> Work request
From first line to last, the records below are to be duplicated exactly.

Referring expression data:
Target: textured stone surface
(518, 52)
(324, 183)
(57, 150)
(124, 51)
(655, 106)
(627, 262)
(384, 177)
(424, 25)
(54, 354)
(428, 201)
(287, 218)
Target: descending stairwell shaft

> Output for this exercise
Target: textured stone surface
(518, 52)
(324, 183)
(57, 150)
(124, 51)
(655, 106)
(627, 262)
(384, 177)
(424, 25)
(54, 354)
(428, 201)
(287, 218)
Target: descending stairwell shaft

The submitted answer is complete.